>> start
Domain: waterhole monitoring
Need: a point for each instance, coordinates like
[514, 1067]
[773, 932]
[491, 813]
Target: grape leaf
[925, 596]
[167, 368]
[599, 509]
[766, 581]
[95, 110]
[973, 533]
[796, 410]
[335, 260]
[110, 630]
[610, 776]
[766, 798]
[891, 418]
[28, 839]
>> end
### Brief:
Format every line of the records as a JSON array of strings, with one string per line and blank lines omitted.

### Response below:
[
  "Domain: waterhole monitoring",
  "Need: a point for each instance, coordinates like",
  "[514, 1067]",
  "[773, 932]",
  "[491, 813]",
  "Target: grape leaf",
  "[925, 596]",
  "[167, 368]",
  "[599, 509]",
  "[766, 581]",
  "[95, 110]",
  "[973, 533]",
  "[796, 410]",
  "[335, 260]",
  "[110, 630]",
  "[610, 776]",
  "[766, 798]",
  "[891, 418]",
  "[28, 839]"
]